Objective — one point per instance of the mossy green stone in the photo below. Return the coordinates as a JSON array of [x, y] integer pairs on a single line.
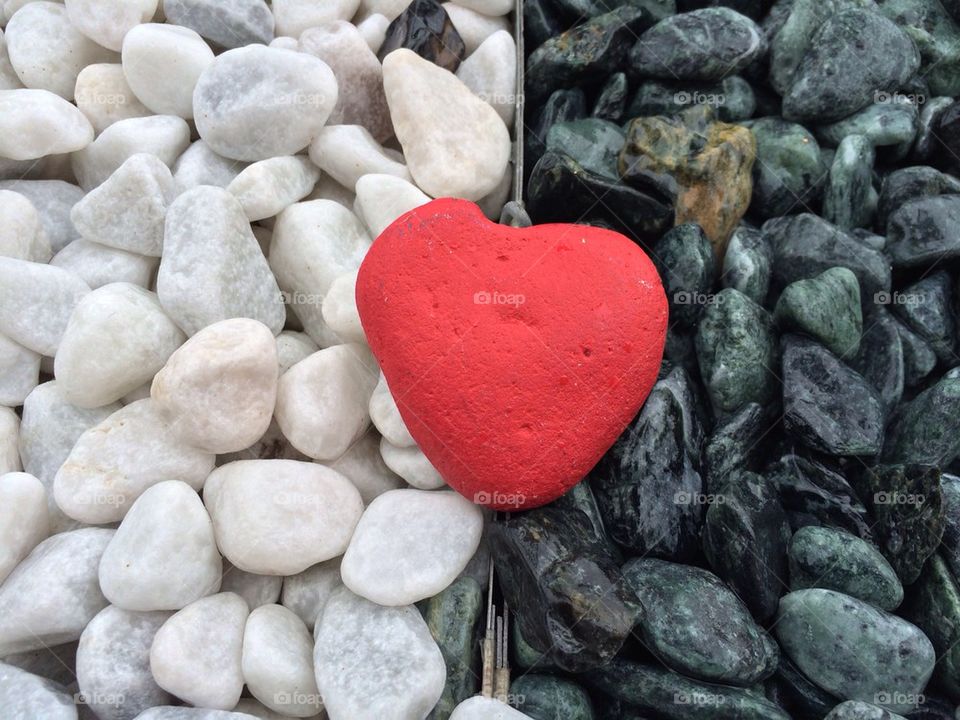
[[829, 558], [548, 697], [852, 649], [827, 308]]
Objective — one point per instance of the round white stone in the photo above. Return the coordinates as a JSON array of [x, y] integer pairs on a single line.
[[23, 518], [212, 267], [322, 401], [218, 390], [368, 638], [412, 465], [46, 49], [115, 461], [53, 593], [196, 654], [279, 517], [278, 662], [117, 338], [348, 152], [266, 187], [410, 545], [113, 663], [107, 22], [35, 123], [163, 556], [162, 64], [255, 102], [455, 144]]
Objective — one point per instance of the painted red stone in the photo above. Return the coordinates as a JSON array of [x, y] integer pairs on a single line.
[[516, 356]]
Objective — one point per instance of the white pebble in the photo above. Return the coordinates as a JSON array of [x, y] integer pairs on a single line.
[[23, 518], [36, 301], [454, 143], [212, 267], [266, 187], [53, 593], [115, 461], [279, 517], [410, 545], [278, 662], [104, 96], [118, 337], [322, 401], [256, 102], [196, 654], [218, 390], [162, 64], [348, 152], [355, 633], [412, 465], [35, 123]]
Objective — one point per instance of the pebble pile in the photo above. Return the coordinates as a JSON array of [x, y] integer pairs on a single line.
[[210, 508]]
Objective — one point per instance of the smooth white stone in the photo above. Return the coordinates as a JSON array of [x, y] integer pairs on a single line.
[[358, 634], [323, 401], [46, 49], [255, 102], [196, 654], [118, 337], [292, 347], [163, 556], [19, 372], [219, 389], [36, 301], [53, 593], [115, 461], [50, 428], [373, 30], [53, 199], [361, 100], [24, 696], [313, 243], [162, 64], [410, 545], [412, 465], [200, 165], [295, 16], [481, 708], [212, 267], [306, 593], [364, 466], [34, 123], [107, 22], [381, 199], [348, 152], [105, 97], [165, 136], [23, 518], [474, 27], [9, 436], [454, 143], [113, 663], [268, 186], [279, 517], [386, 416], [98, 265], [278, 662], [491, 72], [340, 309], [22, 235], [256, 590]]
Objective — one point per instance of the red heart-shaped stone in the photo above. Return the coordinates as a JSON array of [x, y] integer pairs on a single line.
[[516, 356]]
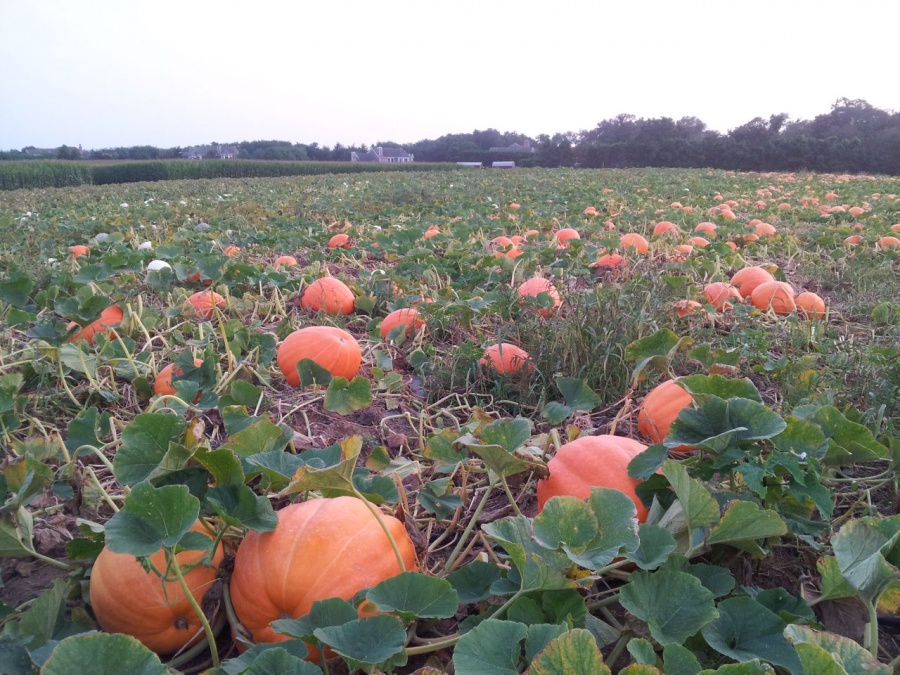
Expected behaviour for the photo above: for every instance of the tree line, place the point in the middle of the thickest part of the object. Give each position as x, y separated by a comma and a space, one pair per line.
853, 137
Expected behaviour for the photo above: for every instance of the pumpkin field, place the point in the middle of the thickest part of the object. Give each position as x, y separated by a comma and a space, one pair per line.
477, 422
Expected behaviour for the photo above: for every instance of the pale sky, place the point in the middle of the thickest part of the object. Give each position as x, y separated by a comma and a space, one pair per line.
108, 73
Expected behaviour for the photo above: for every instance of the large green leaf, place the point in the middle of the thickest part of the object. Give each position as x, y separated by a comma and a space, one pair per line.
573, 653
745, 630
103, 654
151, 519
675, 605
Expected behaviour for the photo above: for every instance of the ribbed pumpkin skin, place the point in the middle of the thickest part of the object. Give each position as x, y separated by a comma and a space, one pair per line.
407, 316
126, 599
333, 349
200, 305
321, 548
748, 278
328, 295
537, 285
777, 295
592, 461
163, 383
660, 408
505, 358
111, 316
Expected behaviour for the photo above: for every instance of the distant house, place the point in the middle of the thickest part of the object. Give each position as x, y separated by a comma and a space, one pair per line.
382, 155
210, 152
523, 147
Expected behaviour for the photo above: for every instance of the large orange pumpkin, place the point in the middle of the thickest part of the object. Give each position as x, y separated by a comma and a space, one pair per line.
592, 461
777, 295
321, 548
109, 317
328, 295
537, 285
202, 304
163, 383
660, 408
333, 349
505, 358
127, 599
407, 316
748, 278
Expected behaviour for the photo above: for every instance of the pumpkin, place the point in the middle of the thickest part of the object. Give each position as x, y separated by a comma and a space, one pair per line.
534, 287
286, 260
810, 305
333, 349
407, 316
635, 241
775, 295
202, 304
127, 599
664, 227
505, 358
748, 278
328, 295
339, 241
592, 461
109, 317
563, 236
660, 408
163, 383
719, 295
320, 548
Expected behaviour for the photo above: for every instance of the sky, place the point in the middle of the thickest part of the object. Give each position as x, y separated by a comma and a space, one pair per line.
110, 73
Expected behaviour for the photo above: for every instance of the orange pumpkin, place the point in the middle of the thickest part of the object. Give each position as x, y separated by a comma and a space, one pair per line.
748, 278
810, 305
506, 358
407, 316
537, 285
592, 461
321, 548
127, 599
719, 295
777, 295
286, 260
660, 408
328, 295
333, 349
109, 317
563, 236
635, 241
163, 383
339, 241
202, 304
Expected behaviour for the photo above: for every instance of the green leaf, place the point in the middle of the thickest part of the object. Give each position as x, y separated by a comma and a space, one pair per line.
367, 642
578, 395
675, 605
861, 548
414, 595
744, 521
845, 651
493, 647
745, 630
573, 652
703, 386
102, 654
145, 442
152, 518
345, 397
240, 506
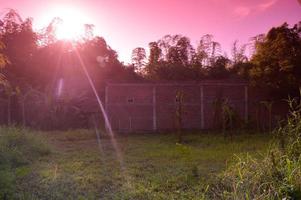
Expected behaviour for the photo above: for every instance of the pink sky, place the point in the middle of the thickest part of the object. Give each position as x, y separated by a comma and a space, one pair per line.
126, 24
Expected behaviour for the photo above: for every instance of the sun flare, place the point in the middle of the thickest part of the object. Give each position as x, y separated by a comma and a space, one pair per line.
71, 25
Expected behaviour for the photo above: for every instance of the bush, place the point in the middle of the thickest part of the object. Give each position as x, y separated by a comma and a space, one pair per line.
18, 149
276, 175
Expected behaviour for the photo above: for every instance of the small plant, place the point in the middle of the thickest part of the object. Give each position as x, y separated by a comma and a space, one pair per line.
275, 175
269, 106
18, 149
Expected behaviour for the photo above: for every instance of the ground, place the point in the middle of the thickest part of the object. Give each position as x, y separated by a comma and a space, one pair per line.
140, 166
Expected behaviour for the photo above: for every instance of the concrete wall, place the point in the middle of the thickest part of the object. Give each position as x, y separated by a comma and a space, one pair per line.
133, 107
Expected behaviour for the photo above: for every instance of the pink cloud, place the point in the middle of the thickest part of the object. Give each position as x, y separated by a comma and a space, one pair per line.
266, 5
242, 11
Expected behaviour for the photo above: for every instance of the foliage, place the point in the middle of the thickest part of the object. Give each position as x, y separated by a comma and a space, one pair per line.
277, 60
138, 59
276, 175
153, 165
18, 150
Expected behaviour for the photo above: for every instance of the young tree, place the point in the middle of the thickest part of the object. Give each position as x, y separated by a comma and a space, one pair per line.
277, 60
138, 59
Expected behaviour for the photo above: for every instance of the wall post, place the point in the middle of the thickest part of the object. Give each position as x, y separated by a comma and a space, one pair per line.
246, 104
202, 107
154, 109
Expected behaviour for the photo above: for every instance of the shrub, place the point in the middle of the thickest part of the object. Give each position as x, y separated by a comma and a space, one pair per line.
18, 149
276, 175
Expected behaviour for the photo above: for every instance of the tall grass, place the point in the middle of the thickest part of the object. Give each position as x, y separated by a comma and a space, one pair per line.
276, 175
18, 149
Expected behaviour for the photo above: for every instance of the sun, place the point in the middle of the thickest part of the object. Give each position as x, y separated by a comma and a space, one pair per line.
71, 24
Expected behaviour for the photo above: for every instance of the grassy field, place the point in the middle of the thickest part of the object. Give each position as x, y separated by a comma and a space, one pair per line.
143, 166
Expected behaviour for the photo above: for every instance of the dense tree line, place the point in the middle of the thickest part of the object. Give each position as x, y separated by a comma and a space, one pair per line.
36, 61
274, 63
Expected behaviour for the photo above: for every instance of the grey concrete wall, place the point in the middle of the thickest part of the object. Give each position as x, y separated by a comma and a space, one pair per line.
152, 106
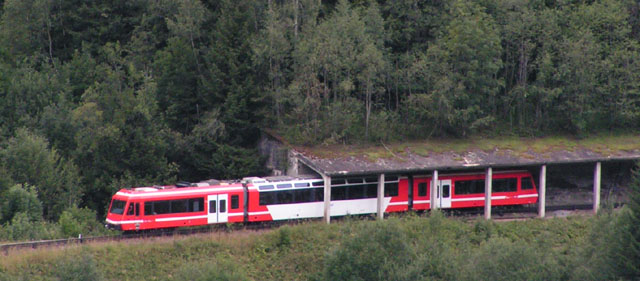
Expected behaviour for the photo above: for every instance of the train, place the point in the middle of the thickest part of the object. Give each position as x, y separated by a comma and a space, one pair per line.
256, 199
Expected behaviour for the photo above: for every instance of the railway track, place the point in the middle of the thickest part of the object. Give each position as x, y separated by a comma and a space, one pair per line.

PROBLEM STATEMENT :: Only the lines from the line bearing "of the tall" to the end of the listing above, both inclusive, should be extracted verbatim; the pictures are excluded.

SOLUTION TO THE EXERCISE ::
Expected behaviour for the photo above: for every instance of the tall grass, place the point in the middle of the thickest part of the object. Give each position as x, y separated by a comma and a space, one pair per line.
276, 175
18, 149
Expected behaviour for the photo above: for every instance of the sun, place the point in the middle of the thickest part of the object. Give each position as x, y separated by a comma and a space, one pair per line.
71, 24
Expected behaviour for the photo above: for every instance of the grassy field, place the point in the middle of the thickest part of the object. Give each position as x, y separated by a comma and a space, one pair per line.
143, 166
Expected behaviour for the photo above: for every instance of the dense tree line, place the point in the middle of the thickest part of the object. Give each position as x, y separated by a comma and a space, one pair per line.
36, 61
274, 63
Expected behaviour for the photo above: for every instance of the grey concrete wall, place the point in the middle of the thickest part of the object. Give each position as x, y separated by a comma and a space, one pair per line.
152, 106
Expected behaviour for the photo above: for every instance of the train, place the point in the middle of the thickest part of the object. Give each position as x, y separated by a comma and a space, one pair per line.
256, 199
Expected behaviour for the photo above: for every instance of the railway track, place the point in the middle of the thickest part of the object. Give each position as x, y separated by a comma and a space, one pair per line.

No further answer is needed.